WHAT THE TASK REQUIRES = Copy the data below verbatim, leaving no line out.

[Stored data]
────────
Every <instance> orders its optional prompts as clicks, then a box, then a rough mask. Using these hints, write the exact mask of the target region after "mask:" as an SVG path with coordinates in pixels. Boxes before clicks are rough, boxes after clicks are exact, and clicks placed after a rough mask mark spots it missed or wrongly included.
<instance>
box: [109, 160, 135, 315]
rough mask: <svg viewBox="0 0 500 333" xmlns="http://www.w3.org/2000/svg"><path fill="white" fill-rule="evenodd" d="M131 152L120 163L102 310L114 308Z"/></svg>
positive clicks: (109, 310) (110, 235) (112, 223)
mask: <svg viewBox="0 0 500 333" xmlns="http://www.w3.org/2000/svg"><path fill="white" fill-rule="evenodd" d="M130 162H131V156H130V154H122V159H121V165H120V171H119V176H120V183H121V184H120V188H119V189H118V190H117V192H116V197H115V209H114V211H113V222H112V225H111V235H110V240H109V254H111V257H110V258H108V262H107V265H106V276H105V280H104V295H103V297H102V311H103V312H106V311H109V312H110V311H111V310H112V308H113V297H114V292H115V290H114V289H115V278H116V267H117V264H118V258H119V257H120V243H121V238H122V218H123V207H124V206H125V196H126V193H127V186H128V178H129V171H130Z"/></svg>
────────
SOLUTION TO THIS EXERCISE =
Every <instance> orders its optional prompts as clicks, then a box, then a rough mask. Using these hints, write the exact mask of the target region after "mask:" as an SVG path with coordinates in pixels. Boxes before clicks are rough, boxes after clicks are exact, and clicks placed after a rough mask mark spots it missed or wrongly included.
<instance>
box: [109, 160, 135, 315]
rough mask: <svg viewBox="0 0 500 333" xmlns="http://www.w3.org/2000/svg"><path fill="white" fill-rule="evenodd" d="M131 152L120 163L102 310L114 308Z"/></svg>
positive clicks: (109, 310) (110, 235) (112, 223)
mask: <svg viewBox="0 0 500 333" xmlns="http://www.w3.org/2000/svg"><path fill="white" fill-rule="evenodd" d="M130 162H131V156H130V154H122V159H121V165H120V171H119V176H120V183H121V184H120V188H119V189H118V190H117V192H116V197H115V209H114V211H113V222H112V225H111V235H110V240H109V254H111V257H110V258H108V262H107V265H106V276H105V280H104V295H103V297H102V311H103V312H106V311H109V312H110V311H111V310H112V308H113V297H114V292H115V290H114V289H115V278H116V267H117V264H118V258H119V257H120V243H121V238H122V218H123V207H124V206H125V196H126V193H127V186H128V178H129V171H130Z"/></svg>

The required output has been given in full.